WRITTEN REQUEST:
Leave out the pictures and reproduce all of the data exactly.

SUPPLIED MATERIAL:
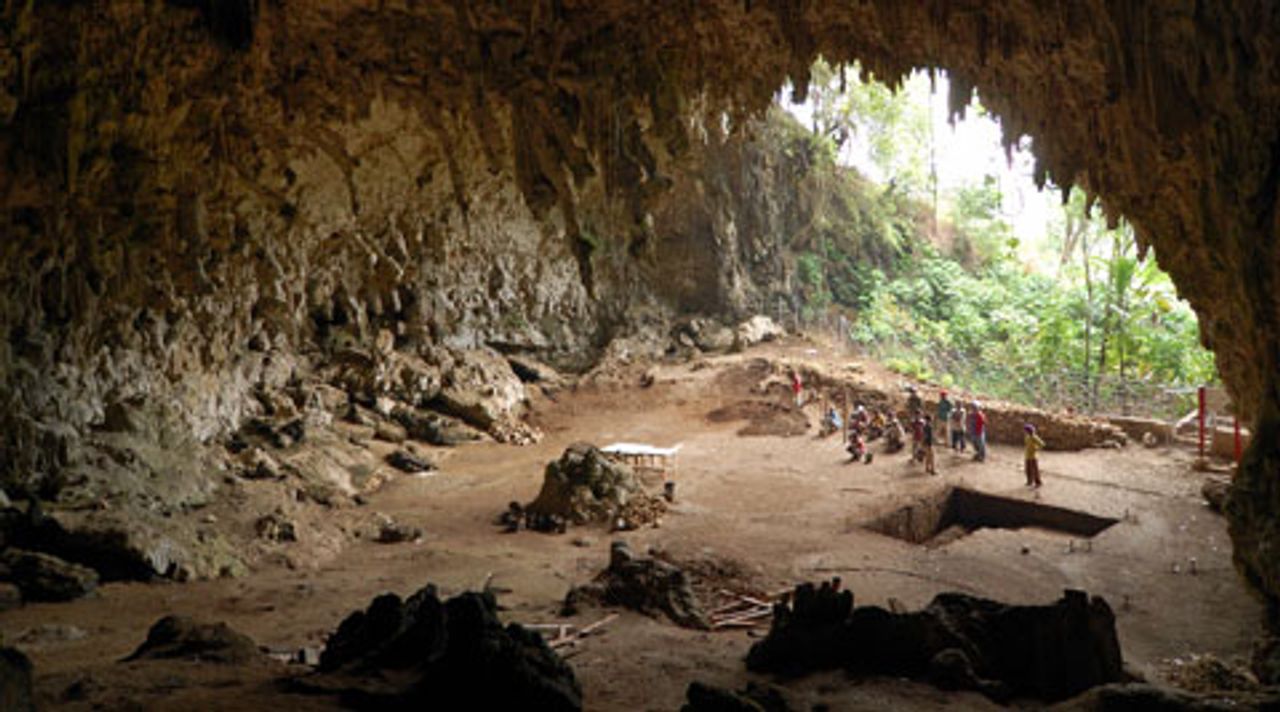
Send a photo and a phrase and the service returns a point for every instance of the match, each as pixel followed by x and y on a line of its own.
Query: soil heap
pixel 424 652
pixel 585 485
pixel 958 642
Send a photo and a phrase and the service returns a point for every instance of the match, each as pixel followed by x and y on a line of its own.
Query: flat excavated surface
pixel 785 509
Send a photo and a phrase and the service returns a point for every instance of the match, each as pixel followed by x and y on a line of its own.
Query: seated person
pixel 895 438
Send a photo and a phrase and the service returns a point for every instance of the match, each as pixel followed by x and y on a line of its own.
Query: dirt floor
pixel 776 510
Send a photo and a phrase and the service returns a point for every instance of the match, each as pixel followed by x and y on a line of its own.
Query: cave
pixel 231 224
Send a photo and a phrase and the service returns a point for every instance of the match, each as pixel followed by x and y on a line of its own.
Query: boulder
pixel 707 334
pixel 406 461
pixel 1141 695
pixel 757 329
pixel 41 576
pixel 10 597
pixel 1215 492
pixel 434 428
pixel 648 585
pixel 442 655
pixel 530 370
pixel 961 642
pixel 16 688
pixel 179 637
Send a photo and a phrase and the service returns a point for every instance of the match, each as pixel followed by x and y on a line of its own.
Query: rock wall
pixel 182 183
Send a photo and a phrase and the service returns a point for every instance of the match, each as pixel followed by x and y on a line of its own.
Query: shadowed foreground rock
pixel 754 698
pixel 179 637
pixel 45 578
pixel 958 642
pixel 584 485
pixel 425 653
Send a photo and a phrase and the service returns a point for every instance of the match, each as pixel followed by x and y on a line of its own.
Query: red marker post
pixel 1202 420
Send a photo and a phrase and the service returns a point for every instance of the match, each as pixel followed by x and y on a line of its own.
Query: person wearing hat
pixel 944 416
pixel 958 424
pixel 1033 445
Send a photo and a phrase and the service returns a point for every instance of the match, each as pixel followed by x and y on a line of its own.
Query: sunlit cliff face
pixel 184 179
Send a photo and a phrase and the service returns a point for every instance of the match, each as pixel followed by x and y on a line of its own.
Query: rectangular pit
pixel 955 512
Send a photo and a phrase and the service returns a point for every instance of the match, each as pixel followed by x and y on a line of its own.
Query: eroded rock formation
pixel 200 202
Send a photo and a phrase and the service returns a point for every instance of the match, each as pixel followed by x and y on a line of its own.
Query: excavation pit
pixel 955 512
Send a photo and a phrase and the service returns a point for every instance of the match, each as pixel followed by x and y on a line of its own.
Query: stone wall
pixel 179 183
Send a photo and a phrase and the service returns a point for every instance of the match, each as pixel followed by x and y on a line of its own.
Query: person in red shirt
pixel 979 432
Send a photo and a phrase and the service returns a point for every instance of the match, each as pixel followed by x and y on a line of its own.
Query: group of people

RESPONSE:
Send a photo and a phrase and the service returns a point for every instance of the match, each as pixel followed by x and y on a line of its own.
Query: soil heap
pixel 424 652
pixel 585 485
pixel 958 642
Send a photo and a phrase and the service returns a point for every instance of the match, each as pixel followed by x and y on a line of its own.
Query: flat excavated surface
pixel 785 509
Send a photo and a phrase and the service returns a point for every instance of the match, each as pixel followed by x and y on a line of its own.
Query: seated person
pixel 895 438
Send a photo and a phrase and the service returns a point for every instance of the match, each as pixel followed by x and y on a line of its own.
Query: dirt floor
pixel 776 510
Send a photo and a phrase and the service returns a point for every instance of the match, each as pixel followed by x and y on a line of its own.
Query: cave
pixel 231 224
Send a photo and a phrase and the service returns a point for every instance of the match, each as pixel followed by x and y on a line of its own.
Query: boulder
pixel 707 334
pixel 406 461
pixel 1141 695
pixel 757 329
pixel 41 576
pixel 10 597
pixel 1215 492
pixel 434 428
pixel 648 585
pixel 442 655
pixel 530 370
pixel 961 642
pixel 16 688
pixel 179 637
Send a photo and a phrase and the service returns a point for every instance of the match, each as pixel followed by x and y on a line of its own.
Query: rock wall
pixel 182 183
Send a photo and a phrase and the service returns a point for every instance of the match, each as pixel followed by x and y on a line of its own.
Query: shadowed foreground rock
pixel 754 698
pixel 179 637
pixel 45 578
pixel 958 642
pixel 584 485
pixel 425 653
Send a photo and a phrase and the service returns a point for every instance of the match, each as pixel followed by x and y on a line of its own.
Query: red marker post
pixel 1202 420
Send a photo and a phrase and the service returns a point for every instance of the match, each as pixel followed by x and y on a line of its own.
Query: person wearing hat
pixel 944 416
pixel 958 424
pixel 1033 445
Send a photo and a phrase and the service returns a point for every instance of the match, each as pixel followed by x and y on a line of its own.
Query: sunlit cliff face
pixel 184 179
Send a photo and a phrase and the service returns a point for every instance of the match, each as pixel followed by x and y on a line of its own.
Query: rectangular pit
pixel 955 512
Send a photo and a phrase and the service returns a point for every instance of the match, each as pixel followed by x and y on a line of its own.
Query: eroded rock formation
pixel 200 202
Send a photo and a phrase and the service returns a point for every instance of the match, each as pixel followed by x and y on a line of its own.
Query: excavation pit
pixel 955 512
Send a photo and a phrase and the service returns a point for every instance of the match, each as pixel followed by x and y on a line of its own.
Query: stone wall
pixel 179 183
Send a photo and a phrase and the service returns a point for every instance of the match, each as pixel followed by x and y on a line of its own.
Query: person in red shirt
pixel 979 432
Send a photo and a phrase and the service returns a point for every instance of the match, each as pixel followed by x and y on a line of its own.
Query: group of people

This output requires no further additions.